§ **RECORDS FOR THE TASK**
------------
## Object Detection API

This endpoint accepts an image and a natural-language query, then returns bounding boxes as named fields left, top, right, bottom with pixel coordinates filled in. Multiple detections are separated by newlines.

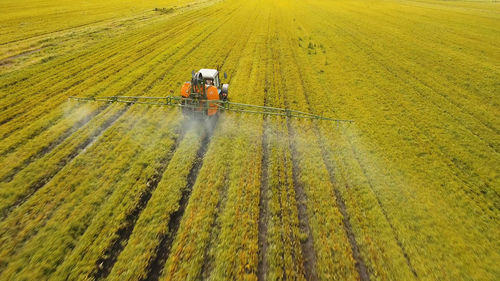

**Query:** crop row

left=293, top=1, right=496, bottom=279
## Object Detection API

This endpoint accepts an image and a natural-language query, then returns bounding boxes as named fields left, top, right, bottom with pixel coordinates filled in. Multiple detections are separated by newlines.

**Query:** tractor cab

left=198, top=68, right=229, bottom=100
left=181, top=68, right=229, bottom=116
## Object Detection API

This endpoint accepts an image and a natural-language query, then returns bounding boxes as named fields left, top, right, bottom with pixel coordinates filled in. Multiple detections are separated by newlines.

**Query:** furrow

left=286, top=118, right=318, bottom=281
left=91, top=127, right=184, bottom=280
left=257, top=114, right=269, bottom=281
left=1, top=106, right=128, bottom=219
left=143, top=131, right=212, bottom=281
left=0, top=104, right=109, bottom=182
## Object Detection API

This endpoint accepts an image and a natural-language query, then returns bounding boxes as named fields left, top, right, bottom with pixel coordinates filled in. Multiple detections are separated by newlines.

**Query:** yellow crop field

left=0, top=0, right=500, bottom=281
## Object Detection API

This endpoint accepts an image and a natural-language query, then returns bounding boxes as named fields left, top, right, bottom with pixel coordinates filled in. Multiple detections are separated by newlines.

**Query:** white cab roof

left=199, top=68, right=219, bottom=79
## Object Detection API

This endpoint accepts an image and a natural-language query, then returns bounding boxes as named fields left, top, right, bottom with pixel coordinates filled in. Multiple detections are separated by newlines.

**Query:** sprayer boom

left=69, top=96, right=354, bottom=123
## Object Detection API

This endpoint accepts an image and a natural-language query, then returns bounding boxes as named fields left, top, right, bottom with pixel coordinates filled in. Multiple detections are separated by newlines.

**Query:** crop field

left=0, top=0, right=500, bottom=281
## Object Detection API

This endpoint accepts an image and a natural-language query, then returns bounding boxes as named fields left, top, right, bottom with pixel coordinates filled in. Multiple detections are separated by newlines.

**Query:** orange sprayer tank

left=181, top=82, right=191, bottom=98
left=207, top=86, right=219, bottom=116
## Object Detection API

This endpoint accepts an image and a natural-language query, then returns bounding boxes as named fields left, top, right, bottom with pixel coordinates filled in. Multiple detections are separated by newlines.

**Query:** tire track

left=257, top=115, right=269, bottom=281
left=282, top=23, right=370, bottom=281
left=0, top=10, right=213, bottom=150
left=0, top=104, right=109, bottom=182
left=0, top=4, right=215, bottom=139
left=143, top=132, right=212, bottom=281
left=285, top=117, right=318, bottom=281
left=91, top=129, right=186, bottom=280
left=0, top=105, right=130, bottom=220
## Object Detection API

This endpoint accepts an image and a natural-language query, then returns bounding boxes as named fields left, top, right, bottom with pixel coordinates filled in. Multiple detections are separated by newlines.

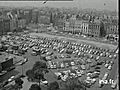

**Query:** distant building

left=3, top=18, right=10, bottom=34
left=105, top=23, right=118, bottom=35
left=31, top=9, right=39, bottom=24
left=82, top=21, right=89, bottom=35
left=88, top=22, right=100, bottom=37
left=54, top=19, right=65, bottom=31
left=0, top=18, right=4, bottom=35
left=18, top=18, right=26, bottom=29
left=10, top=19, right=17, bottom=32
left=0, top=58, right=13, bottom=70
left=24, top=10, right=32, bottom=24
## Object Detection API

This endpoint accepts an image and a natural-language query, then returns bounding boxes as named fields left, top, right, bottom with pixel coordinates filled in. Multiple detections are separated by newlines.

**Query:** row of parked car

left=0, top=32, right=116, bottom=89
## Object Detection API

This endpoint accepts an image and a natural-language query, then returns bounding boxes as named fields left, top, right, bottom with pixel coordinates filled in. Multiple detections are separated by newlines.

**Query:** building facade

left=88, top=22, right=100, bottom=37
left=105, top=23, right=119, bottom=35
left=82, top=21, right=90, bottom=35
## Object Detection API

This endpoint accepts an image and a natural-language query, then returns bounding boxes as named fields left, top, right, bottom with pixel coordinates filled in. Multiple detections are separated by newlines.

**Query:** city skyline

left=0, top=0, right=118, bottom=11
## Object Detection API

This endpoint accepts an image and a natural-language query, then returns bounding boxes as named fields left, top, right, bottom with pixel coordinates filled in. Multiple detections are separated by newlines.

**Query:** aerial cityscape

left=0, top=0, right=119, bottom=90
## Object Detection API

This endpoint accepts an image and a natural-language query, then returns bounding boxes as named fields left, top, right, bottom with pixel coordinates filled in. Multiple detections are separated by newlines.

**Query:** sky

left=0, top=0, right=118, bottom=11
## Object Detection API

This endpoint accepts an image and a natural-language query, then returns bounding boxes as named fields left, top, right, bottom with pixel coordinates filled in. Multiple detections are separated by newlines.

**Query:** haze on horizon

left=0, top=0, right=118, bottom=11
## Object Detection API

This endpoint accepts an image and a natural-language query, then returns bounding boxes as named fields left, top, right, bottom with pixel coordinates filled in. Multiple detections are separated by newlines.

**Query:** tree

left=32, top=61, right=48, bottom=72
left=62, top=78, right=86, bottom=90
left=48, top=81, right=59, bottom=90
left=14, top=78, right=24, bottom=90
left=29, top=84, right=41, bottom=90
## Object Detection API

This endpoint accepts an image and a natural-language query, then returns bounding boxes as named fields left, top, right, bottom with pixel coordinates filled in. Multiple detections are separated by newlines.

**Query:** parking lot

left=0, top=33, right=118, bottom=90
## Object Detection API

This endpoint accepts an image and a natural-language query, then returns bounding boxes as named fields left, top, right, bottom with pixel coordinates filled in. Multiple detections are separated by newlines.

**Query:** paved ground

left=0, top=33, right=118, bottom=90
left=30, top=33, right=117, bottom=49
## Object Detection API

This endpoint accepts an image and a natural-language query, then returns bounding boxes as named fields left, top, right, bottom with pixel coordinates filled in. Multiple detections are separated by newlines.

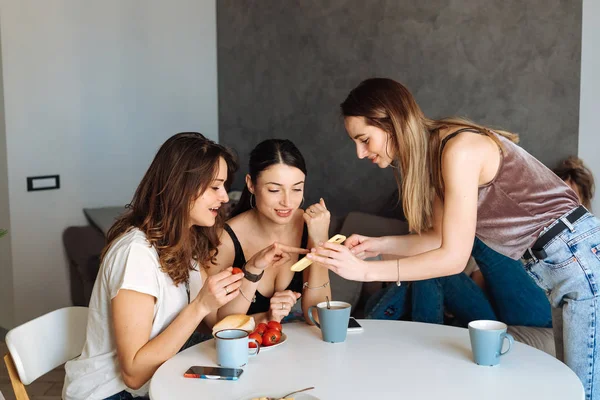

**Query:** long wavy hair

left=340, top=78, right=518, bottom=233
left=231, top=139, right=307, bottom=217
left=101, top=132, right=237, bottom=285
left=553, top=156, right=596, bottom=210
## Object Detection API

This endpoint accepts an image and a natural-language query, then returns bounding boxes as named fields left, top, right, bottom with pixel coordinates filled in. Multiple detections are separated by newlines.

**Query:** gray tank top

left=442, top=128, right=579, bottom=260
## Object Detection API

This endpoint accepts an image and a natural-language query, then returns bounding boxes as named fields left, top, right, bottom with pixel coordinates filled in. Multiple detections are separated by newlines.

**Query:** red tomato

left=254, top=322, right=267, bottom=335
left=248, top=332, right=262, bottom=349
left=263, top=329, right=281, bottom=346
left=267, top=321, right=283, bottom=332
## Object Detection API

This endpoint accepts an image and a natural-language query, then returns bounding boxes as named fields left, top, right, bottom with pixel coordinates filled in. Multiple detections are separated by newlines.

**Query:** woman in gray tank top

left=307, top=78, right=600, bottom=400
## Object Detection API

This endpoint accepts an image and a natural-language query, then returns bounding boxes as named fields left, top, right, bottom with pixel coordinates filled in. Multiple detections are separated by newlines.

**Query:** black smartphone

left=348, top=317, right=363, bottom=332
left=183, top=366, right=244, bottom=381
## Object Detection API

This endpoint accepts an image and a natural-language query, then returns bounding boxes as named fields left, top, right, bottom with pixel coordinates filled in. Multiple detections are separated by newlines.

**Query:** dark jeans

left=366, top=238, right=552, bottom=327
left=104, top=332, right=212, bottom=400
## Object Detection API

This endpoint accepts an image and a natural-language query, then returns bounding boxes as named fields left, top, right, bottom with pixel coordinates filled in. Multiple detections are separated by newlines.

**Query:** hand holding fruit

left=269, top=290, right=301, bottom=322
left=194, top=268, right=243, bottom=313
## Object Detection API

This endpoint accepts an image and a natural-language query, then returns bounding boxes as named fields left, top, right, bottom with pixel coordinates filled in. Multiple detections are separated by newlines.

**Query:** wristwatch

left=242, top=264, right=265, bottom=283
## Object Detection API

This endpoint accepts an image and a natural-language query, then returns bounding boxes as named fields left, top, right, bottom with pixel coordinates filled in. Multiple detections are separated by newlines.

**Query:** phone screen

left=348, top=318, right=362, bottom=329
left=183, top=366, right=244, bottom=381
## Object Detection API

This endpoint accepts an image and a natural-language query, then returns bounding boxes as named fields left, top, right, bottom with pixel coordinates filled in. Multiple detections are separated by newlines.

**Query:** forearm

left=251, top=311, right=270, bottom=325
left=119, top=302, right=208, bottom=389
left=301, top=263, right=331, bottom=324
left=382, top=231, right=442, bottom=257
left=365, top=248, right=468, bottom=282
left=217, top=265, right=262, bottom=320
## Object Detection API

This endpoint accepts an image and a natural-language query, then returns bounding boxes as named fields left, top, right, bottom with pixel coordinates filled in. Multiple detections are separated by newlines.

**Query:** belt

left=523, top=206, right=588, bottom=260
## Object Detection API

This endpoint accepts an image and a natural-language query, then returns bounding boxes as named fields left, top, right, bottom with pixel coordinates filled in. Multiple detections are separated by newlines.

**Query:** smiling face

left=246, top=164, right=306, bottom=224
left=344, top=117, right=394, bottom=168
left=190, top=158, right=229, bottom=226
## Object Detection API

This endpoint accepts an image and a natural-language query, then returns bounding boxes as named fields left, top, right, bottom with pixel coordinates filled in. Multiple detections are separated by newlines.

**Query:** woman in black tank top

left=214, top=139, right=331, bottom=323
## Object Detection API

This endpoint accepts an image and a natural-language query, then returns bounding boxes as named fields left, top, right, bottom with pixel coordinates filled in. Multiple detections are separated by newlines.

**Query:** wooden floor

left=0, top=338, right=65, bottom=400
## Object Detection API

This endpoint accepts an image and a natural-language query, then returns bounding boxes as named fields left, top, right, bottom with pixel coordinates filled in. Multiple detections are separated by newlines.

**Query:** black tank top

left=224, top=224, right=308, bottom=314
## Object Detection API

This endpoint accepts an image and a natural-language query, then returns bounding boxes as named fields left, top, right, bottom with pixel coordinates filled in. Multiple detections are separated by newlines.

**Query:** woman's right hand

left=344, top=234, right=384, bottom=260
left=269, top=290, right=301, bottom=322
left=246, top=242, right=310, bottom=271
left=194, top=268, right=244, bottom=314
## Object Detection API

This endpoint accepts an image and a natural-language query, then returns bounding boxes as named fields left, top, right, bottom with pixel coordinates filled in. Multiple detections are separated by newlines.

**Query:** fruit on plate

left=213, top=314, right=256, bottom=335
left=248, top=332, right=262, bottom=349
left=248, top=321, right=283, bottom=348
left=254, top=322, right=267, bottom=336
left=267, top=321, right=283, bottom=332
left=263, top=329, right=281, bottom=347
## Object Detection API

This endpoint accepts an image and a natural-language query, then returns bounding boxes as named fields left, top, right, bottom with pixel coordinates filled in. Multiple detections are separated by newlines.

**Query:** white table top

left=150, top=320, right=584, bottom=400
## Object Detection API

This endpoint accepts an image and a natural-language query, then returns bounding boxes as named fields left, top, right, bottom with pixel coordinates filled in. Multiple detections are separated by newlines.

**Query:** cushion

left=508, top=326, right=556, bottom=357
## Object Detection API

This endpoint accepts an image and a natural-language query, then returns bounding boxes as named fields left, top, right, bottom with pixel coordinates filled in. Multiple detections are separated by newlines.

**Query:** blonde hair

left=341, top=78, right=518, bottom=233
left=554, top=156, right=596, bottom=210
------------
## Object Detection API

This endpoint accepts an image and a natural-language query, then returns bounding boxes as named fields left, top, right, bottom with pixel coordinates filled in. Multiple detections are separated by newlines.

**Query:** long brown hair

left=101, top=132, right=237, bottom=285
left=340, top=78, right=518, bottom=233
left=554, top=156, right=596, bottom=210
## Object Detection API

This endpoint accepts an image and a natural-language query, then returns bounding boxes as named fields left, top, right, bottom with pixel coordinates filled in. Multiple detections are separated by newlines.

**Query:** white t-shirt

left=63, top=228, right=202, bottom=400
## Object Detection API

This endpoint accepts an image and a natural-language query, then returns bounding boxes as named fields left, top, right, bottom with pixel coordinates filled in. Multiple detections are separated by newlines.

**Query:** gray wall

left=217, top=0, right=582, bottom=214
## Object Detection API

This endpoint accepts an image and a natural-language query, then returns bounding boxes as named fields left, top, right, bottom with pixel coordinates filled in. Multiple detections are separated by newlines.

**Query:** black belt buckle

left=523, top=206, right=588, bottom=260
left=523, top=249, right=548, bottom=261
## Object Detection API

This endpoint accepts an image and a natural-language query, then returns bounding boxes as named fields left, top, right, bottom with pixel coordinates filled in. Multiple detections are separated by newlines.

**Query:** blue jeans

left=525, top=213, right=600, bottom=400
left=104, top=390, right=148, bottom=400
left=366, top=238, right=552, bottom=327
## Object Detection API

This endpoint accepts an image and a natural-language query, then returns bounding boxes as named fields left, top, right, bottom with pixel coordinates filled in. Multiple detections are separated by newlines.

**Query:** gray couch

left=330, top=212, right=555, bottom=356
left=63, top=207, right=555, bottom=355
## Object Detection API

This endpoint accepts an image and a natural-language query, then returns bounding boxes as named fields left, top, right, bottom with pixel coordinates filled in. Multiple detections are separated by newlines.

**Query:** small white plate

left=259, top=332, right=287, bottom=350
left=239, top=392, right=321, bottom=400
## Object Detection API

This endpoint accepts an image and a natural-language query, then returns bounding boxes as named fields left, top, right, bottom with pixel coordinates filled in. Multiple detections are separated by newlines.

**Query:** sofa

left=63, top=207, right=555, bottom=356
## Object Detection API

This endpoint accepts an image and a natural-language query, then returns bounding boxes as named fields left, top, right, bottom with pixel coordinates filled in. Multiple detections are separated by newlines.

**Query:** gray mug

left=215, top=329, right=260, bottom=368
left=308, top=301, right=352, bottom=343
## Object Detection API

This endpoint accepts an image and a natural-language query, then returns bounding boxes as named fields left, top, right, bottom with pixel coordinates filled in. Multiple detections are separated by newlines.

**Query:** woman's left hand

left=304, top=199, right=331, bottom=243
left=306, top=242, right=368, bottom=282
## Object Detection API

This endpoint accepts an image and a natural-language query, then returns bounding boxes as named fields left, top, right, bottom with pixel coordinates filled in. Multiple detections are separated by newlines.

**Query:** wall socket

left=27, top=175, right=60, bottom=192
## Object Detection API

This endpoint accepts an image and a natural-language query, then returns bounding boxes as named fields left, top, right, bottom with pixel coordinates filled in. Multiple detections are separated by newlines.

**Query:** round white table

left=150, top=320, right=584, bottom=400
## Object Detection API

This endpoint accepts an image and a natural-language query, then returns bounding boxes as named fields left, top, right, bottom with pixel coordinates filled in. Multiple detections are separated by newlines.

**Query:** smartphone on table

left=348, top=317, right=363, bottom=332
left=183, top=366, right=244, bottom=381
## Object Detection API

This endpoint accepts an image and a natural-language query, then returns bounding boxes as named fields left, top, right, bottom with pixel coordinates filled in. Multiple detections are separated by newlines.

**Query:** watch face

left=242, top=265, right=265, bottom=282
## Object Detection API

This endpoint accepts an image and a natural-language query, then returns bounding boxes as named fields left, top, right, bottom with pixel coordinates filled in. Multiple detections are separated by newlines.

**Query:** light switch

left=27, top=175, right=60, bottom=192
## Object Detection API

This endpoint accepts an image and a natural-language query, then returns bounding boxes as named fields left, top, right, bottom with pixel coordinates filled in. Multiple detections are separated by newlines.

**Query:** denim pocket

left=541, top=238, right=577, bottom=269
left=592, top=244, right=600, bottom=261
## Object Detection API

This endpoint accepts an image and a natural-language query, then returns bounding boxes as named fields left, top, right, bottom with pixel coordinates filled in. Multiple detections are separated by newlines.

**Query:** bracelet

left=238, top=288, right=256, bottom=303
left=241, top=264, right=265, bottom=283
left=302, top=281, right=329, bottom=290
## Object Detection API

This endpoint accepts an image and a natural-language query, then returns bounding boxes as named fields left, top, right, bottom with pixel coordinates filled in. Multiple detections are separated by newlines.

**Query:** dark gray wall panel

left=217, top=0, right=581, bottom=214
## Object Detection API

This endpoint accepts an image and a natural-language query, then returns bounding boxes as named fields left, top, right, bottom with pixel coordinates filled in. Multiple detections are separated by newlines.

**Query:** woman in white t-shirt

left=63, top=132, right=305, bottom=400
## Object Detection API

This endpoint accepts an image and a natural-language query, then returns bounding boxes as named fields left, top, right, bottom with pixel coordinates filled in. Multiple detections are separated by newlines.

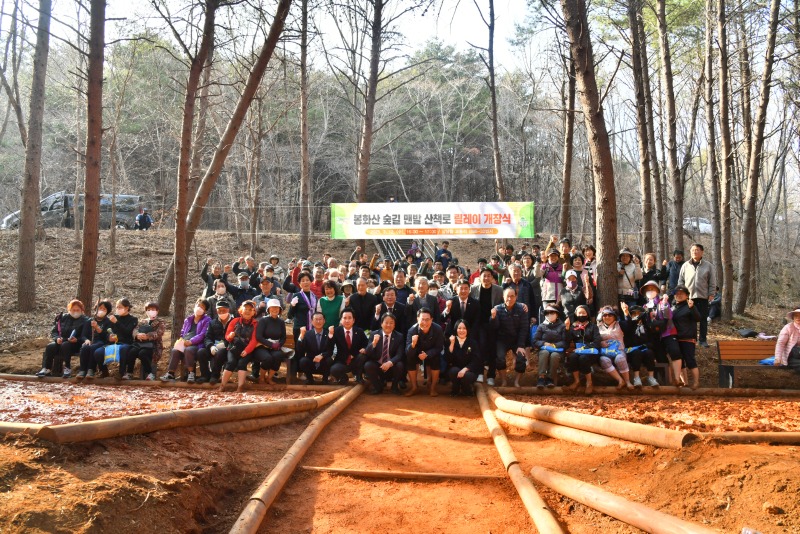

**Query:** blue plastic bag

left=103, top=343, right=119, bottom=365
------------
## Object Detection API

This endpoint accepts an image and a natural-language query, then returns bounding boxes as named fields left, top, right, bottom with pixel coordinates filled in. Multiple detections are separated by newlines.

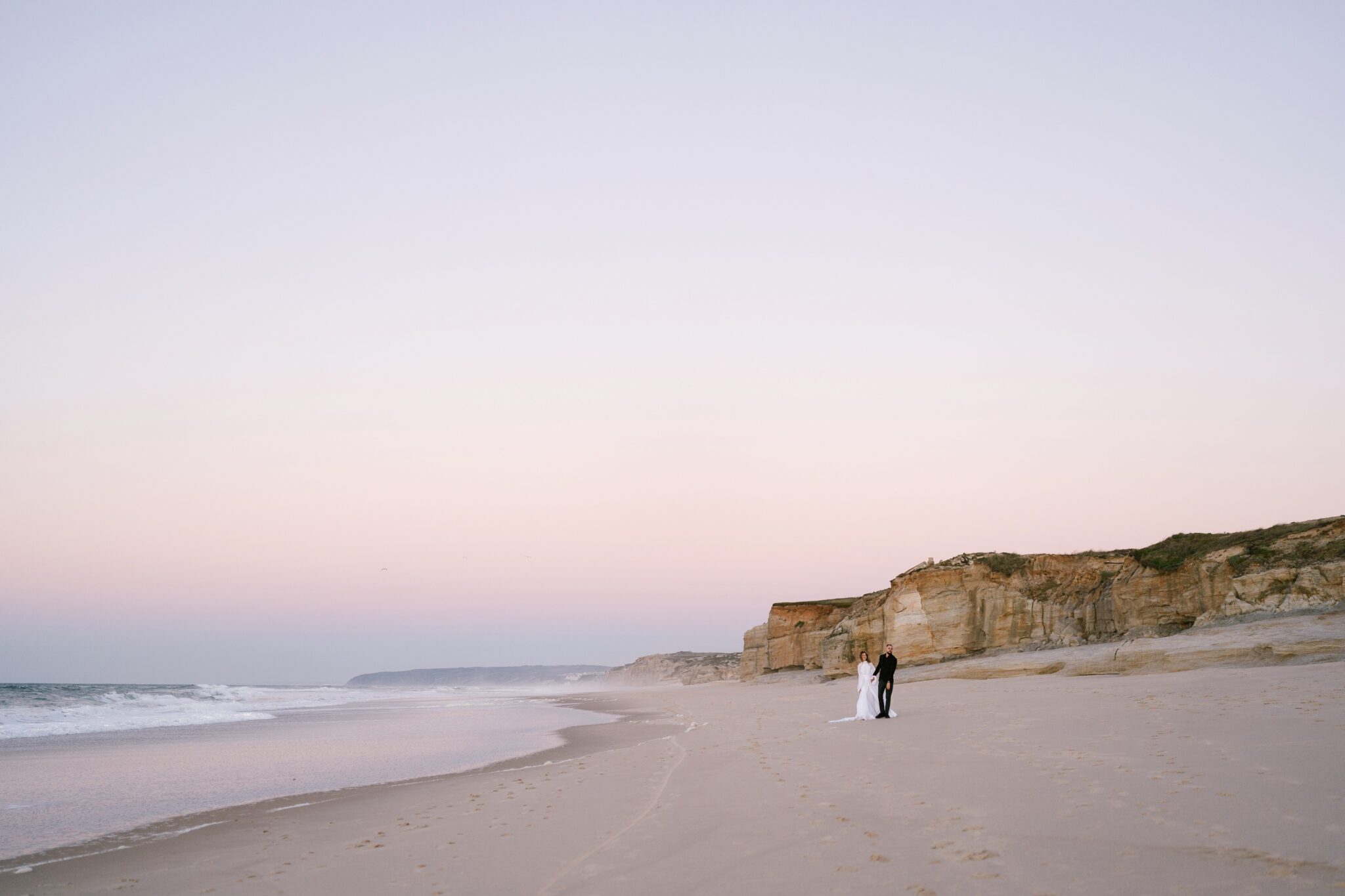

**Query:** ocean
------------
§ **AIM OF THE EXERCISE**
Please pick out every line in the data above that contains the word "face" and copy each of those lines in full.

§ **SOLUTION FOR THIS EXERCISE**
**Query:** smiling face
**Query:** watch face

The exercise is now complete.